▸ PROBLEM TO SOLVE: Using the records below, copy exactly the part that opens with the line holding "find the glossy" and closes with the line holding "find the leaf stem in the photo above", minus the pictures.

▸ MATERIAL FOR THIS EXERCISE:

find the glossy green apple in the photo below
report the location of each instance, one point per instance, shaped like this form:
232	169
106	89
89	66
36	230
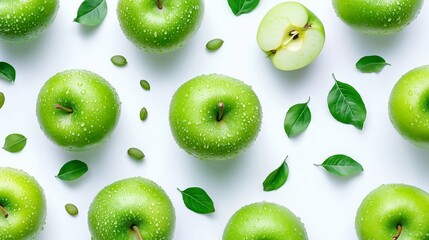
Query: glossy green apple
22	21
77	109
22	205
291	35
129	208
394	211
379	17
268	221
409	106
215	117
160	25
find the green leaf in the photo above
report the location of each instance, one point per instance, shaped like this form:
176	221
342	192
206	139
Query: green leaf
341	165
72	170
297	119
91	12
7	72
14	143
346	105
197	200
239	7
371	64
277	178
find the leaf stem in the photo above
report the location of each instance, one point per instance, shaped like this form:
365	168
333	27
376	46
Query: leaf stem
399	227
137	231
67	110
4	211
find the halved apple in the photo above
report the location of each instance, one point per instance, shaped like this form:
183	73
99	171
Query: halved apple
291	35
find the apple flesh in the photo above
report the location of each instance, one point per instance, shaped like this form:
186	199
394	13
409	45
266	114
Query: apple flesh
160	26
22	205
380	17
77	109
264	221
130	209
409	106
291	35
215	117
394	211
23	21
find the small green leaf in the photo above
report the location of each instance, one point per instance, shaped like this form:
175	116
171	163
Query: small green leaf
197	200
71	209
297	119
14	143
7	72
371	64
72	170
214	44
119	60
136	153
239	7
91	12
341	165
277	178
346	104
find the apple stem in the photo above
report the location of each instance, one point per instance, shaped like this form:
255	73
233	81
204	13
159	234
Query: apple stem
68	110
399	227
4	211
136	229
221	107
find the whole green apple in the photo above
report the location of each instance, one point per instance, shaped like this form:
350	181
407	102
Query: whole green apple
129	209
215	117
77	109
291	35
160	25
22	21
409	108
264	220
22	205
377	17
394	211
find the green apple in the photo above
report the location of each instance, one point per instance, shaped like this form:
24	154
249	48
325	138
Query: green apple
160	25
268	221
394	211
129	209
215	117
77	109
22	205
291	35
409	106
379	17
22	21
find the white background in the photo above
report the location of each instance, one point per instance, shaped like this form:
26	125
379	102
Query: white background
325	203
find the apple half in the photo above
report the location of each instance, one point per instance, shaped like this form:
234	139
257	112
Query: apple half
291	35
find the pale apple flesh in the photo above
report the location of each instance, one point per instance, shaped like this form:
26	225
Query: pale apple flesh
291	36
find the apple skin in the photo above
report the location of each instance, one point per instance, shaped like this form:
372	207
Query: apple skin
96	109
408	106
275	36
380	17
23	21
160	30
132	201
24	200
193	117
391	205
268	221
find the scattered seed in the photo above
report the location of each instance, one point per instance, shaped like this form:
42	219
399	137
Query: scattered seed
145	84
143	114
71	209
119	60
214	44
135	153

...

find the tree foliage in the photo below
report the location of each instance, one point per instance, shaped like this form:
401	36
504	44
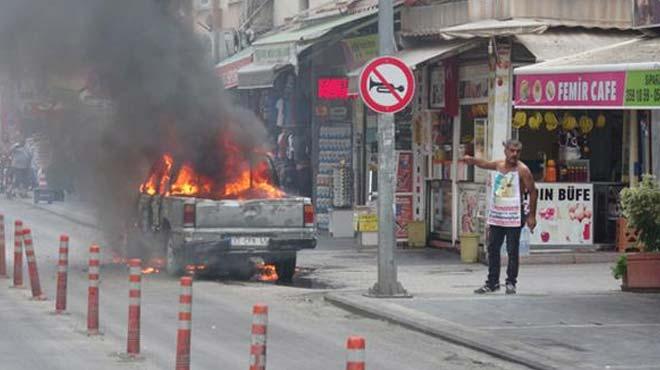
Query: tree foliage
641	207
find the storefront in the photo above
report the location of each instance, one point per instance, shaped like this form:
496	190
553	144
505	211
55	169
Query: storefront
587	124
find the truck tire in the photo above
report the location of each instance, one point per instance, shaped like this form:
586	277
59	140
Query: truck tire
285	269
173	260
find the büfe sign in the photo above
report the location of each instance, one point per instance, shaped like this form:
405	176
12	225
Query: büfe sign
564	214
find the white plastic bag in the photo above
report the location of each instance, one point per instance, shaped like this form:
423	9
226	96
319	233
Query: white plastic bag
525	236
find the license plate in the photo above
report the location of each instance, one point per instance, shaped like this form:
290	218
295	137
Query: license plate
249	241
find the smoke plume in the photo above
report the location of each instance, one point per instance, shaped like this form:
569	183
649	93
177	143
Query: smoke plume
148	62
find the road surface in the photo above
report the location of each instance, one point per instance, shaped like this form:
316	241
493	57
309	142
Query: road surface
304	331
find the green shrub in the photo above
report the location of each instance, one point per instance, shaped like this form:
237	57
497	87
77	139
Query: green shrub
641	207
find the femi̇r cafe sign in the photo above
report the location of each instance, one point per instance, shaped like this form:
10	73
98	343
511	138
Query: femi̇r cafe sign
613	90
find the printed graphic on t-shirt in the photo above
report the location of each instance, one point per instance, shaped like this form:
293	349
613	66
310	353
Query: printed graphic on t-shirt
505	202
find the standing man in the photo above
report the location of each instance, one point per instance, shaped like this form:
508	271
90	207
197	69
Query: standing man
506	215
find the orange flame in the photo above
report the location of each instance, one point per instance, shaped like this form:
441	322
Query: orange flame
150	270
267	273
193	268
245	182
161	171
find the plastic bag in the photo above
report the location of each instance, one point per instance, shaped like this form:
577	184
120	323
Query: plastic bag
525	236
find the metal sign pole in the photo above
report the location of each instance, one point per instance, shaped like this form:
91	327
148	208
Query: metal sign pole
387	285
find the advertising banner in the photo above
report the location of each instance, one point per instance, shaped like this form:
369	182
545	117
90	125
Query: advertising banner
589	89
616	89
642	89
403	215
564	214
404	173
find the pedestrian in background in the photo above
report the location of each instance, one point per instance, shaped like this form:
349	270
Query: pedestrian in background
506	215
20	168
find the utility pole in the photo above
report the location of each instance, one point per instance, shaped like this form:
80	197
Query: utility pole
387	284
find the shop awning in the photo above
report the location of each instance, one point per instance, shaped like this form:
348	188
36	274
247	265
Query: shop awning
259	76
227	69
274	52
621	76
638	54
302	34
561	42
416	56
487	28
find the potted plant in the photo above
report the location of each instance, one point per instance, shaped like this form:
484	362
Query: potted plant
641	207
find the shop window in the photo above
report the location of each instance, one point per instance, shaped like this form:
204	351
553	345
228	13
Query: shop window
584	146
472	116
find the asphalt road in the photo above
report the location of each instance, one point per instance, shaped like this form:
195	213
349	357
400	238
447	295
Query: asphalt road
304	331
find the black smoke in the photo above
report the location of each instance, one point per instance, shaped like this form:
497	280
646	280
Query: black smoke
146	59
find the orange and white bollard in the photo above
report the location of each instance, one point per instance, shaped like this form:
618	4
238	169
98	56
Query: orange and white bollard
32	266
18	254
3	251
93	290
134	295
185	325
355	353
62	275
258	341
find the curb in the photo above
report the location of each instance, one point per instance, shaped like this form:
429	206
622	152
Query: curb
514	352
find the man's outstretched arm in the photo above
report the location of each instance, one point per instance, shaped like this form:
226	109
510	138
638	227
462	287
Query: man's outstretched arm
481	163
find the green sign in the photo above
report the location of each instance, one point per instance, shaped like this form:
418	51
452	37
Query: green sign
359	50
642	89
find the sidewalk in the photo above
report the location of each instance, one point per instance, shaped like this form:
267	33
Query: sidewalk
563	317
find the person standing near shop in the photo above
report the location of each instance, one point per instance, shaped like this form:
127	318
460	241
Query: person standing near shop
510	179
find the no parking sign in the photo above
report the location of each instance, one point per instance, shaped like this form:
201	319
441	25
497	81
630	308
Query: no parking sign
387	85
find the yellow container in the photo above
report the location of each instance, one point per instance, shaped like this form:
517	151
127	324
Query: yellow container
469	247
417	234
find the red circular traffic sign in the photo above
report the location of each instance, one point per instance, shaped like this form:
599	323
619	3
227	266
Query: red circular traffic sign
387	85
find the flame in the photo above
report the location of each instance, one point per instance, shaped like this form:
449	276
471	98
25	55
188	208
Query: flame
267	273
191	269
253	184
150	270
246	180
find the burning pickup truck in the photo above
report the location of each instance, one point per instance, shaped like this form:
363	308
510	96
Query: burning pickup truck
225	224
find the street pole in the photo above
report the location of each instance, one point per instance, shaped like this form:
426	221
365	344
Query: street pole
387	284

==

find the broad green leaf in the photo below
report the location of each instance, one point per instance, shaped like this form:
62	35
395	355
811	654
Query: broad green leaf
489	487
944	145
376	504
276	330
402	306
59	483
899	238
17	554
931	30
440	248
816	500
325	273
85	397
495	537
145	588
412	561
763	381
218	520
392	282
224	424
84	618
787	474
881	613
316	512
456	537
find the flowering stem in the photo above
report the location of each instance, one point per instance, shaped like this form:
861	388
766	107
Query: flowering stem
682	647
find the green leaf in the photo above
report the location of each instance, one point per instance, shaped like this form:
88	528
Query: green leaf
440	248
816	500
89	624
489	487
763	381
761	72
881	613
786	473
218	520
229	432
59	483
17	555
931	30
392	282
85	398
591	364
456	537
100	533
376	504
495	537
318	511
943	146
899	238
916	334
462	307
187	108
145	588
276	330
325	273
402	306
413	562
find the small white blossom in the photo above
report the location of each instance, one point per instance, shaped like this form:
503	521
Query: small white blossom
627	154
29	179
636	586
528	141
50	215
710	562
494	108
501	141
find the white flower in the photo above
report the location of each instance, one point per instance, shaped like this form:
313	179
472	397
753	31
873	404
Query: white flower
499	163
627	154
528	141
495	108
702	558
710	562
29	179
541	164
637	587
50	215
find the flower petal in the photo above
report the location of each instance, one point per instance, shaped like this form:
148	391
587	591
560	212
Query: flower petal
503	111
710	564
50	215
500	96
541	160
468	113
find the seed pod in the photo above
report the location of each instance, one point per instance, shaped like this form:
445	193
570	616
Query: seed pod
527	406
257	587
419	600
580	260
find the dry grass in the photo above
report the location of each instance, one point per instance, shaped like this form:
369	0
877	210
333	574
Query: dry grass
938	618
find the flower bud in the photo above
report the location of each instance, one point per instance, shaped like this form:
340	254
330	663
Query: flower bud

▸ RESPONSE:
find the glossy green apple in the photo below
report the location of each instance, one point per instance, shaped like this form:
232	169
106	89
89	66
36	230
Query: glossy green apple
22	21
77	109
22	205
291	35
129	208
394	211
379	17
268	221
409	106
215	117
160	25
find the green leaf in the photo above
report the location of each instance, one point per instance, shaped like this form:
176	221
342	192
206	139
Query: green leaf
341	165
72	170
297	119
91	12
7	72
14	143
346	105
197	200
239	7
371	64
277	178
find the leaf stem in the photo above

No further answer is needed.